* What you will do *
Write the data out again, exactly as given.

* Dataset content *

• • • • •

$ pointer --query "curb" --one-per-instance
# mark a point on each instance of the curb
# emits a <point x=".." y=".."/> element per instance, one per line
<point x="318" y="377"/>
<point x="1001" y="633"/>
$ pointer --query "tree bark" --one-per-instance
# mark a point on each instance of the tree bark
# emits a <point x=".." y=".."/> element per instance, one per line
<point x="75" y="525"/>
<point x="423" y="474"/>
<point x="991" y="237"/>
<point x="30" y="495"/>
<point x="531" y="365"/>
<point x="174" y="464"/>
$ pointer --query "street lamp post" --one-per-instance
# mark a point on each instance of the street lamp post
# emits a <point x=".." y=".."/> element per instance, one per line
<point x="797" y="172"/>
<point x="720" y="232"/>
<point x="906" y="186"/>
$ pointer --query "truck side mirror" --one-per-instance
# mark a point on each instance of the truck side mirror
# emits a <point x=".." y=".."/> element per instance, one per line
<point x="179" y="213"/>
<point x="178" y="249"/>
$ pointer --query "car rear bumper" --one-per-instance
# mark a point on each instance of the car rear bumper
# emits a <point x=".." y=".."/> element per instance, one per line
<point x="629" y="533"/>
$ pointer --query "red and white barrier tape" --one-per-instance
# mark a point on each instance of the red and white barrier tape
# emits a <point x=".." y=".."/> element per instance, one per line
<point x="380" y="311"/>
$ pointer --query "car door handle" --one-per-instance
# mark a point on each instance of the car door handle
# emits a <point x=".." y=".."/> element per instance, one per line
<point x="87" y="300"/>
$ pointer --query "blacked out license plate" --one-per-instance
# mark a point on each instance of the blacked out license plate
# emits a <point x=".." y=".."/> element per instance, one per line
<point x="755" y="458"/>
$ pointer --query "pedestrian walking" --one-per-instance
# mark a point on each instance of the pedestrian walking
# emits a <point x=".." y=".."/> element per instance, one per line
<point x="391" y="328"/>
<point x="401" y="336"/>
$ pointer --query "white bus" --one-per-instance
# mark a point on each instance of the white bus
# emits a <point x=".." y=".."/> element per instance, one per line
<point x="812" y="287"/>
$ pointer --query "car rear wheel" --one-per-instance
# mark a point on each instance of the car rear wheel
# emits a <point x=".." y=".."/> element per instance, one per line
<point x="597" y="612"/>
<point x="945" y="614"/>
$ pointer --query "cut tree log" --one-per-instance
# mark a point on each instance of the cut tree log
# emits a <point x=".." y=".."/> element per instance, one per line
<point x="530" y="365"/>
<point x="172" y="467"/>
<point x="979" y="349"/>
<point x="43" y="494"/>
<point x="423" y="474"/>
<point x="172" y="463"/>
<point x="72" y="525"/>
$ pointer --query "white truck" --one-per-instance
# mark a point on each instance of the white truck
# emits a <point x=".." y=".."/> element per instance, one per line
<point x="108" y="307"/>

• • • • •

* Final result *
$ pointer --query "curb" --one-per-instance
# mark a point on each instance of the curb
# emits a <point x=".." y=".."/> element per instance, one per line
<point x="318" y="377"/>
<point x="1001" y="633"/>
$ pointer --query "tree bark" --one-per-instance
# mark a point on each instance of the tree bark
# emits a <point x=".." y=".."/> element per instance, one per line
<point x="75" y="525"/>
<point x="423" y="474"/>
<point x="991" y="237"/>
<point x="30" y="495"/>
<point x="531" y="365"/>
<point x="174" y="464"/>
$ pointer --query "street lamp post" --one-per-instance
# mark a point on each instance of the street lamp post
# emits a <point x=".." y=".."/> element per instance, one per line
<point x="797" y="172"/>
<point x="720" y="232"/>
<point x="906" y="186"/>
$ pointer --query "truck side mirror" --one-per-instance
# mark a point on each instance of the truck side mirror
# emits a <point x=".." y=".."/> element per instance, one per line
<point x="179" y="213"/>
<point x="178" y="249"/>
$ pointer --query "car rear bumper" --one-per-instance
# mark a point on each instance of the car rear bumper
# emits a <point x=".." y=".."/> element per instance, one per line
<point x="629" y="533"/>
$ pointer --query "red and white barrier tape" --one-per-instance
# mark a point on each instance of the red and white barrier tape
# emits a <point x=".." y=".."/> element per instance, one per line
<point x="380" y="311"/>
$ pointer --query "car door handle" --one-per-instance
# mark a point on each instance of the car door handle
# emits a <point x=".." y=".."/> element per instance, one per line
<point x="87" y="300"/>
$ pointer --query "blacked out license plate" --one-per-instance
# mark a point on each instance of the blacked out license plate
# emits a <point x=".." y=".."/> element per instance, one per line
<point x="755" y="458"/>
$ pointer --query "pedestrian walking" --one-per-instance
# mark a point on each instance of the pedestrian walking
# emits a <point x=".." y=".."/> element per instance, one per line
<point x="391" y="328"/>
<point x="401" y="336"/>
$ pointer --query "white bus" --one-per-instance
# mark a point on each instance of the white bus
# emits a <point x=".." y=".."/> element per instance, one per line
<point x="812" y="287"/>
$ pointer --query "car rear wheel" --one-per-instance
# mark a point on each instance of the car rear wheel
# emits a <point x=".." y=".."/> element per instance, one per line
<point x="597" y="612"/>
<point x="945" y="614"/>
$ pointer --query "cut tree log" --one-per-instance
# mark a point on each instance of the cut tree log
# emits a <point x=".." y=".."/> element per instance, one per line
<point x="530" y="365"/>
<point x="172" y="467"/>
<point x="979" y="349"/>
<point x="43" y="494"/>
<point x="423" y="474"/>
<point x="172" y="463"/>
<point x="72" y="525"/>
$ pointer --query "white truck" --one-per-instance
# mark a point on each instance of the white truck
# emits a <point x=".." y=".."/> element per instance, one per line
<point x="108" y="307"/>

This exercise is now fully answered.